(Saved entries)

>> START

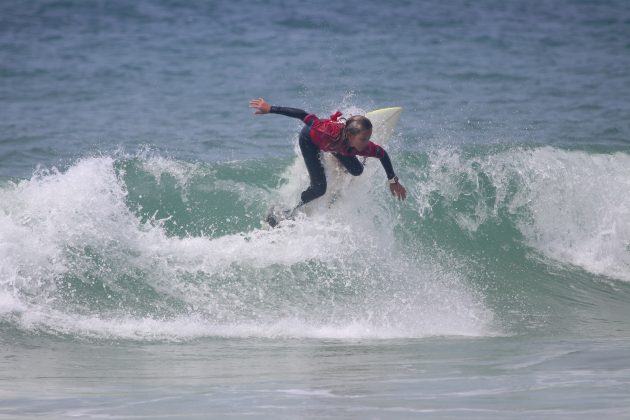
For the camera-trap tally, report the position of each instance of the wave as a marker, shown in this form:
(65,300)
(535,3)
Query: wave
(151,248)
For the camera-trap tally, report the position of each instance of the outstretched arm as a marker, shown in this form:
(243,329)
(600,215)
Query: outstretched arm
(262,107)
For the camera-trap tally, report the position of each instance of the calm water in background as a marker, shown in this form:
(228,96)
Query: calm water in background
(135,278)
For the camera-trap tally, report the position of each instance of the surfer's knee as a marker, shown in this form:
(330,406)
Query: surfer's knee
(356,170)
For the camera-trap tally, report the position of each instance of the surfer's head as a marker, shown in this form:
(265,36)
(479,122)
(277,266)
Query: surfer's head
(358,131)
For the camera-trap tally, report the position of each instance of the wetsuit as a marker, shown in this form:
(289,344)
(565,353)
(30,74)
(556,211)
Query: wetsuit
(327,135)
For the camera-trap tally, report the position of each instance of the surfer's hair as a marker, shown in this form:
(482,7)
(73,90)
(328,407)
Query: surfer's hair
(357,123)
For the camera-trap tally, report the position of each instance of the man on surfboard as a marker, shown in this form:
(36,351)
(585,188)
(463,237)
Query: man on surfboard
(344,139)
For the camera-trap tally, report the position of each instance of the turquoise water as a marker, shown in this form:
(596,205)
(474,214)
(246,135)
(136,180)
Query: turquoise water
(136,277)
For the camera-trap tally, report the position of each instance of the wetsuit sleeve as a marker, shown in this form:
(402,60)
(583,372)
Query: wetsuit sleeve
(289,112)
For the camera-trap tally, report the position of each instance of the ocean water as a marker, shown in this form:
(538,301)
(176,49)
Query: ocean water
(136,277)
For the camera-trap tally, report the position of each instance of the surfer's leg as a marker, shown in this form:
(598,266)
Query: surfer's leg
(351,163)
(311,154)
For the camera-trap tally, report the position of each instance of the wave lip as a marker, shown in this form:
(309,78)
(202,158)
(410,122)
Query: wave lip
(78,259)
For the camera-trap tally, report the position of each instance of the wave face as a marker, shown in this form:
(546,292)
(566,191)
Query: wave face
(492,241)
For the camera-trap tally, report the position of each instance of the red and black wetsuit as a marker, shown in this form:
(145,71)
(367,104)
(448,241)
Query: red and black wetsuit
(327,135)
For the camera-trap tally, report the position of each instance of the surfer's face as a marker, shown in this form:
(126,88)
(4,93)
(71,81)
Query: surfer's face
(359,141)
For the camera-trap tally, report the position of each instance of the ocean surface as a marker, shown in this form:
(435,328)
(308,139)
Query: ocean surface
(138,281)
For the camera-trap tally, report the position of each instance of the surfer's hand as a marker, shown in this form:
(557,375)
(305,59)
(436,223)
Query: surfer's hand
(261,106)
(398,191)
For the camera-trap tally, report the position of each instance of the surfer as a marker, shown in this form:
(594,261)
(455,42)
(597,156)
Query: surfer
(345,139)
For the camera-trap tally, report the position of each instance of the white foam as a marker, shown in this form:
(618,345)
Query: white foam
(264,283)
(571,206)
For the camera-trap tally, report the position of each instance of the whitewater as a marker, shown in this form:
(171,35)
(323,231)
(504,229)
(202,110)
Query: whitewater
(138,279)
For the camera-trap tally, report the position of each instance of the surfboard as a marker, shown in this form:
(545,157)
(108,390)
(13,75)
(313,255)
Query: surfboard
(384,122)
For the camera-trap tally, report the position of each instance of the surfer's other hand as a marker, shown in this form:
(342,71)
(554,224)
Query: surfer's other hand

>> END

Stated goal: Copy every one of the lines above word for word, leaving out the pictures.

Output for this task:
For the camera-trap tally, report the position of each instance of the wave as a marker, shown in this form:
(65,300)
(535,3)
Query: wave
(151,248)
For the camera-trap tally, report the position of each instance of the outstretched arm as a marker, shown in this form:
(243,329)
(600,215)
Query: outstretched arm
(262,107)
For the camera-trap tally, report the position of each instance of the calm water in background as a marker, shown in this form:
(228,96)
Query: calm water in background
(135,278)
For the camera-trap tally, report the position of each instance of the surfer's knee as a marker, shown in this form:
(330,406)
Query: surfer's knee
(356,170)
For the camera-trap tally, report the position of each instance of the surfer's head as a marker, shown in this form:
(265,36)
(479,122)
(277,266)
Query: surfer's head
(358,131)
For the camera-trap tally, report the position of each instance of the wetsuit as a marker, shown in this form:
(289,344)
(565,353)
(30,74)
(556,211)
Query: wetsuit
(327,135)
For the camera-trap tally, report the position of each instance of the surfer's hair as a marker, shown in this form:
(482,7)
(73,90)
(328,407)
Query: surfer's hair
(357,123)
For the camera-trap tally, report the position of each instance of the man on surfboard as a marker, shown in this form:
(36,351)
(585,188)
(463,237)
Query: man on surfboard
(344,139)
For the camera-trap tally, report the position of each instance of the turquoise water as a marker, shown in this form:
(596,205)
(474,214)
(246,135)
(136,180)
Query: turquoise water
(136,277)
For the camera-trap tally, report the position of each instance of the wetsuit sleeve as a marker, shown in this form:
(402,60)
(583,372)
Query: wetsuit sleeve
(289,112)
For the camera-trap tally, report the position of each instance of the ocean water as a marker, shown in this form:
(538,301)
(176,49)
Query: ocean water
(136,277)
For the camera-trap tally, report the position of each instance of the surfer's leg as a marker, shown in this form:
(598,266)
Query: surfer's leg
(351,163)
(311,154)
For the camera-trap tally, report the position of each instance of the wave lip as a marker, shown in this form:
(309,78)
(202,158)
(410,122)
Query: wave lip
(78,259)
For the camera-trap tally, report the position of each instance of the wave face as a marker, shown in this form:
(546,292)
(566,191)
Query: wave face
(492,241)
For the camera-trap tally, report the position of each instance of the red and black wetsuit as a marker, shown in this form:
(145,71)
(367,104)
(448,241)
Query: red and black wetsuit
(327,135)
For the camera-trap tally, report the position of each instance of the surfer's face as a marker, shown in this form:
(126,88)
(4,93)
(71,81)
Query: surfer's face
(359,141)
For the camera-trap tally, report the position of each instance of the ocean surface as a marker, shown in this form:
(435,328)
(308,139)
Query: ocean surface
(138,281)
For the camera-trap tally, report the position of each instance of the surfer's hand as a marker, shown in this form:
(557,375)
(305,59)
(436,223)
Query: surfer's hand
(261,106)
(398,191)
For the camera-trap tally, report the position of each instance of the surfer as a marker, shown in this form:
(594,261)
(455,42)
(597,156)
Query: surfer
(345,139)
For the camera-trap tally, report the position of each instance of the white foam as a marker, shown in this form:
(618,345)
Query: white foam
(264,283)
(571,206)
For the camera-trap tally, report the position of each instance of the whitewater as a marker, shown in this form:
(171,35)
(323,231)
(504,229)
(202,110)
Query: whitewater
(138,279)
For the camera-trap tally, report the position of each instance of the surfboard as a marker, shown in this form:
(545,157)
(108,390)
(13,75)
(313,255)
Query: surfboard
(384,122)
For the camera-trap tally, report the position of each instance of the surfer's other hand as a marker, shown in this form:
(342,71)
(554,224)
Query: surfer's other hand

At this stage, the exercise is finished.